* QUOTED PASSAGE
* START *

When the music clutters the message. When the performer brings attention on themselves and away from the Creator.


----------



## Ronnie T (Aug 25, 2008)

In my particular situation, in my area of the world, the primary reason that kids are leaving the church in unheard of numbers is because their parents are setting terrible examples for them and don't work to 'build their children up unto the Lord".  
To blame it on the preacher is usually just a way to keep the blame off the other people at church.  The preacher is usually a scapegoat.  Children are being taught that church isn't all that important anyway.  Not necessarily by preachers; more by liberal minded, laxy, mercy seeking congregants.  Paul would be fired in most modern-day churches.  Just too boring.


----------



## Huntinfool (Aug 25, 2008)

SBG said:


> Wrong.



See post #46.  You did post that....in THIS thread. 





....and if you think I'm wrong about God loving my music....this is how we role when WE praise God


----------



## Huntinfool (Aug 25, 2008)

rjcruiser said:


> You note that people have been leaving the church in massive droves over the last three generations.  Not sure if that is an opinion or fact,



Barna Group study from 2007:

ages 16-29 : 40% are outsiders to Christianity (24 million people in the US)

ages 18-41 : 37% are outsiders to Christianity (34 million people in the US)

ages 42-60 : 27% are outsiders to Christianity (21 million people in the US)

ages 61+ : 23% are outsiders to Christianity (12 million people in the US)

Anybody see a trend????  Yes, people are, in increasing numbers disinterested in being associated with Christianity.





rjcruiser said:


> Church is not for meeting the needs of the people.

* END *

* DATA SUPPLIED
* START *

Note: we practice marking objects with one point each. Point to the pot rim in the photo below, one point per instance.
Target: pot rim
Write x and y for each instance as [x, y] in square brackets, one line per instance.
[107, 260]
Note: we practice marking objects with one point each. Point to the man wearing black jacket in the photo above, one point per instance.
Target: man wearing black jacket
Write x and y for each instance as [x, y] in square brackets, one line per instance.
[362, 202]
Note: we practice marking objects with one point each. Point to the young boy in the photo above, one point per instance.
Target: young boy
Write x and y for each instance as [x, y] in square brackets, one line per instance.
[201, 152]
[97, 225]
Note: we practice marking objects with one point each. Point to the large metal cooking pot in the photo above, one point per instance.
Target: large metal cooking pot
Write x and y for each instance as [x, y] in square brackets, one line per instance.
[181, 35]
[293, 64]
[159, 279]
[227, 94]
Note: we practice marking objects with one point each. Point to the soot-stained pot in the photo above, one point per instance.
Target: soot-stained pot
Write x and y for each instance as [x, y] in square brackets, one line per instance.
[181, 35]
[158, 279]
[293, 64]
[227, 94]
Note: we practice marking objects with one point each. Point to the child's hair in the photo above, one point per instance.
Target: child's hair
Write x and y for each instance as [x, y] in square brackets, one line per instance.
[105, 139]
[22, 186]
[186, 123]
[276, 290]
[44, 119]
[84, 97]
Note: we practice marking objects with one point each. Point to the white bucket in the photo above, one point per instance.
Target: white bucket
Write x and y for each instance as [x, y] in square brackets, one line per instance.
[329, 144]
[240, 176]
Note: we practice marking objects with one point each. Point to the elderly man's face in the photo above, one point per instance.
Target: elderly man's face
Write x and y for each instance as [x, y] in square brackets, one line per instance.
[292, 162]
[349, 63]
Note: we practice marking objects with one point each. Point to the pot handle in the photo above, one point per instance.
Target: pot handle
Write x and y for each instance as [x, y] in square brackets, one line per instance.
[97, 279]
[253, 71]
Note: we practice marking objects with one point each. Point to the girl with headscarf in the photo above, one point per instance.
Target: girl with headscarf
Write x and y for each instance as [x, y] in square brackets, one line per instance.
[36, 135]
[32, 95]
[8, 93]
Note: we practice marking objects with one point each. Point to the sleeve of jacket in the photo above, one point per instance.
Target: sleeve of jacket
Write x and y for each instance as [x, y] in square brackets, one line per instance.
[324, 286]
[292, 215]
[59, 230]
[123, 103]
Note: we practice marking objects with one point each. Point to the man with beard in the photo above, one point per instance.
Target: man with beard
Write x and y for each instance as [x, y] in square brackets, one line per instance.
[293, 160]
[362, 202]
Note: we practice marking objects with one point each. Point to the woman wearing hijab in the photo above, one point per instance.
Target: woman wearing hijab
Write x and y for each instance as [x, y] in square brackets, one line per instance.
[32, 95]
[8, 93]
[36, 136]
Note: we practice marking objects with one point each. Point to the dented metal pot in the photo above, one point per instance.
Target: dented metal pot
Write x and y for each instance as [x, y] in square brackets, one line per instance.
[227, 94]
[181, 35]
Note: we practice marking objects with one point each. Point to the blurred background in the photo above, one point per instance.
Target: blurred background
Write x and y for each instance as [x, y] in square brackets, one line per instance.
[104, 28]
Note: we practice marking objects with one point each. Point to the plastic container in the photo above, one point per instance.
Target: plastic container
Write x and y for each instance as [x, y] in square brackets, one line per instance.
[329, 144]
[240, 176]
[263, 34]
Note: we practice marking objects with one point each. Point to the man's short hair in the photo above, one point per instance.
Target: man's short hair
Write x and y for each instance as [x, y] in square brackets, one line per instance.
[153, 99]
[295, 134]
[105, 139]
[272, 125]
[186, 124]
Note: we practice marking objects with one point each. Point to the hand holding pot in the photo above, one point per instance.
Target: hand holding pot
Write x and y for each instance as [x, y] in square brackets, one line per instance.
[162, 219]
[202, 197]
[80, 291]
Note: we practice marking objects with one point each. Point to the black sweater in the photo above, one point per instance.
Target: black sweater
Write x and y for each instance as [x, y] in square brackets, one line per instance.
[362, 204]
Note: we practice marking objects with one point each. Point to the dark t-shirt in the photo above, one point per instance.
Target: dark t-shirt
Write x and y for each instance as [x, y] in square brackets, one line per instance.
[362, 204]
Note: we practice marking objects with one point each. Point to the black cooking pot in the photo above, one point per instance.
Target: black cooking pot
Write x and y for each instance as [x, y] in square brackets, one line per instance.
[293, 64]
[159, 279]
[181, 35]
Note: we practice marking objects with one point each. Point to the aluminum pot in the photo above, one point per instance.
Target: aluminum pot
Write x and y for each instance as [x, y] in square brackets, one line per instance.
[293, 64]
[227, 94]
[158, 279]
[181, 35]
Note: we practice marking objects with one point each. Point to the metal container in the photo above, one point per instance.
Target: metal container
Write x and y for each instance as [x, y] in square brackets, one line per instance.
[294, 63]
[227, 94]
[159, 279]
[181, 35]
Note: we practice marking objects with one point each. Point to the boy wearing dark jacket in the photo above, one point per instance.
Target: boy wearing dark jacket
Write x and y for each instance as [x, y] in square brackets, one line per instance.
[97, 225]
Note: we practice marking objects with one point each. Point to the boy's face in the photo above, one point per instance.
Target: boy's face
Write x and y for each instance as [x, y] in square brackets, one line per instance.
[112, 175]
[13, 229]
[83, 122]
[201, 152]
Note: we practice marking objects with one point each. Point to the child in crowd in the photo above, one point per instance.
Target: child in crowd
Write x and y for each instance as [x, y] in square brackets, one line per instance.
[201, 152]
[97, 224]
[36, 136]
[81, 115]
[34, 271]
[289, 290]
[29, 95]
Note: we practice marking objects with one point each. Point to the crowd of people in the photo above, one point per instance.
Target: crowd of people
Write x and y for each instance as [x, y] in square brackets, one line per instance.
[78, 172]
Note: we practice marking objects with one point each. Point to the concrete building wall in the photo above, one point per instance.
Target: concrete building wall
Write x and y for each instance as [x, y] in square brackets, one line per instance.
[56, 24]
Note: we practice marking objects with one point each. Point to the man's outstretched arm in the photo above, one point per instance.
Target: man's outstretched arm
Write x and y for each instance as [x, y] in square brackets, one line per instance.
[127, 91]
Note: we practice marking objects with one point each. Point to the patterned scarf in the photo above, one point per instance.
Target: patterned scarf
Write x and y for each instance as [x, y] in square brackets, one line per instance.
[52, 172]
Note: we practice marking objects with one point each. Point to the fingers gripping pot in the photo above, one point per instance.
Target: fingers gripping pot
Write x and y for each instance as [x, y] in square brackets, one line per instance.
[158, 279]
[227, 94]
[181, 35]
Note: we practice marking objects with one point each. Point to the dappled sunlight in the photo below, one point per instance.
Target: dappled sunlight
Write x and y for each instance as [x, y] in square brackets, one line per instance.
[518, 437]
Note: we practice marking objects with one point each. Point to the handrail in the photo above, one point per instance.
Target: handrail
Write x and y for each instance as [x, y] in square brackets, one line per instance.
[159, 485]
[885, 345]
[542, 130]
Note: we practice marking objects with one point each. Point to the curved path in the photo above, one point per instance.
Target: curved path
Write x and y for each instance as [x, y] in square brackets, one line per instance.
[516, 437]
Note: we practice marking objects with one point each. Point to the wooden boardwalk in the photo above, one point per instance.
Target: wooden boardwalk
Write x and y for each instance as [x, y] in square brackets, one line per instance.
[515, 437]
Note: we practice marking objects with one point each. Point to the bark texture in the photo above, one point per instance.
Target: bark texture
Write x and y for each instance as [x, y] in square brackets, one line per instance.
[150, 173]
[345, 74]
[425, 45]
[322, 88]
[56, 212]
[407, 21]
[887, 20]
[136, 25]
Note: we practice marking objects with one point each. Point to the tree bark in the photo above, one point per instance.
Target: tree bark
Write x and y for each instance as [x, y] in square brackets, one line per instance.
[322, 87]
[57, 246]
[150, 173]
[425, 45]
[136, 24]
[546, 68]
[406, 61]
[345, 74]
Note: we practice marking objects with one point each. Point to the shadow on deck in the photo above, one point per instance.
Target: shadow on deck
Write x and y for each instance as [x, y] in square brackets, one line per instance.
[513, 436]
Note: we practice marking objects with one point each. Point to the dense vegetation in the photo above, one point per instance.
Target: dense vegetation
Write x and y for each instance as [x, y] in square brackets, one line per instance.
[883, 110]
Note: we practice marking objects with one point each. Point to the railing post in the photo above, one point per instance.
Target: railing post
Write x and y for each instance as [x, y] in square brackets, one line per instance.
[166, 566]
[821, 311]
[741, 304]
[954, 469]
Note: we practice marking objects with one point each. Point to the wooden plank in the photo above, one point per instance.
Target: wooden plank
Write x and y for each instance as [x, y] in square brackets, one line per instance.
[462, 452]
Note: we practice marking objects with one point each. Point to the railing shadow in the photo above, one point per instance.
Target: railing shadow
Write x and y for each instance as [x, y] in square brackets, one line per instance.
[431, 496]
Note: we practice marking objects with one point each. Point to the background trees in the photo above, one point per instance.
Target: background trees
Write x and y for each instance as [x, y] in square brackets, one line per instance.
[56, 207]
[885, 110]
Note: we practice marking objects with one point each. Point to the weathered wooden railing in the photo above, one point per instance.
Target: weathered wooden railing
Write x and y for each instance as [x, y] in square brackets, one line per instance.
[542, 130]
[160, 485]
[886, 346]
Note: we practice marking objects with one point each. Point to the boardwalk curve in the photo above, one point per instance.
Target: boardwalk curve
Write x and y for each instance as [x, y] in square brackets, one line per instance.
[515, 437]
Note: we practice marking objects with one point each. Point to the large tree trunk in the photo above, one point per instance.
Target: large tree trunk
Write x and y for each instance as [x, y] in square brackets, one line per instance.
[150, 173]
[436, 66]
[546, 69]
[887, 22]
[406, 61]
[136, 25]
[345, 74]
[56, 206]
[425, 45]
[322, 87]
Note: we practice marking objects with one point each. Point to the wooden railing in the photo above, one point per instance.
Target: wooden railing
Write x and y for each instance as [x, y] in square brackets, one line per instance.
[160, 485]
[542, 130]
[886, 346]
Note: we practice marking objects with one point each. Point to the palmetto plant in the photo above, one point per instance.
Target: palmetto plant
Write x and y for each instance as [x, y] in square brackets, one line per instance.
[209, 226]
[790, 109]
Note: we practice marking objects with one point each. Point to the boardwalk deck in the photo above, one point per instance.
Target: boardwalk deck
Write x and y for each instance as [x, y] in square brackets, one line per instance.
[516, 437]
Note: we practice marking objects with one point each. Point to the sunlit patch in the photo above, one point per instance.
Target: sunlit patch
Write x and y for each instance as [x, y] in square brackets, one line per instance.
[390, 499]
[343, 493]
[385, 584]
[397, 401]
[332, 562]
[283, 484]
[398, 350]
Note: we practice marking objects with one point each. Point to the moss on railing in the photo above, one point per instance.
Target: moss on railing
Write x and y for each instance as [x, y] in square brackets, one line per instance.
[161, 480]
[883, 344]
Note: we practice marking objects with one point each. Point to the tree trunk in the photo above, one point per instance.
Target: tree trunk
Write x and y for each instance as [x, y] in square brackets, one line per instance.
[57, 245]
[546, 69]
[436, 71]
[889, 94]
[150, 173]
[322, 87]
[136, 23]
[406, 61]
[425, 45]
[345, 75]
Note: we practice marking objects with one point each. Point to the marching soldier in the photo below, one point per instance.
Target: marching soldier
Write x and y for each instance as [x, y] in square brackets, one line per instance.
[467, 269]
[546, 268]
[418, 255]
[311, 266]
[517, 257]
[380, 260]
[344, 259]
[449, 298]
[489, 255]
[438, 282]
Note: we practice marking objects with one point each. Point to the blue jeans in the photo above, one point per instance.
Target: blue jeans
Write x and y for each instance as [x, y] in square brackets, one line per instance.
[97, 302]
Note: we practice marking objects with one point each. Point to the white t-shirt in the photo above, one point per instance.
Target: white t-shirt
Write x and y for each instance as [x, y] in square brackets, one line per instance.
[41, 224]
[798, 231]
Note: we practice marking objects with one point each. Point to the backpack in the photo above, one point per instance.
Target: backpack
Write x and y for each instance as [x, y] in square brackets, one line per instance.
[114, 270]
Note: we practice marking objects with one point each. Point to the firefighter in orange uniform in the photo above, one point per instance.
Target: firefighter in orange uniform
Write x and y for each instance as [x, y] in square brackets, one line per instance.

* END *

* STATED GOAL
Reproduce the church forum thread word for word, from start to finish. The records were taken from a different source than the text.

* TASK SOLUTION
When the music clutters the message. When the performer brings attention on themselves and away from the Creator.


----------



## Ronnie T (Aug 25, 2008)

In my particular situation, in my area of the world, the primary reason that kids are leaving the church in unheard of numbers is because their parents are setting terrible examples for them and don't work to 'build their children up unto the Lord".  
To blame it on the preacher is usually just a way to keep the blame off the other people at church.  The preacher is usually a scapegoat.  Children are being taught that church isn't all that important anyway.  Not necessarily by preachers; more by liberal minded, laxy, mercy seeking congregants.  Paul would be fired in most modern-day churches.  Just too boring.


----------



## Huntinfool (Aug 25, 2008)

SBG said:


> Wrong.



See post #46.  You did post that....in THIS thread. 





....and if you think I'm wrong about God loving my music....this is how we role when WE praise God


----------



## Huntinfool (Aug 25, 2008)

rjcruiser said:


> You note that people have been leaving the church in massive droves over the last three generations.  Not sure if that is an opinion or fact,



Barna Group study from 2007:

ages 16-29 : 40% are outsiders to Christianity (24 million people in the US)

ages 18-41 : 37% are outsiders to Christianity (34 million people in the US)

ages 42-60 : 27% are outsiders to Christianity (21 million people in the US)

ages 61+ : 23% are outsiders to Christianity (12 million people in the US)

Anybody see a trend????  Yes, people are, in increasing numbers disinterested in being associated with Christianity.





rjcruiser said:


> Church is not for meeting the needs of the people.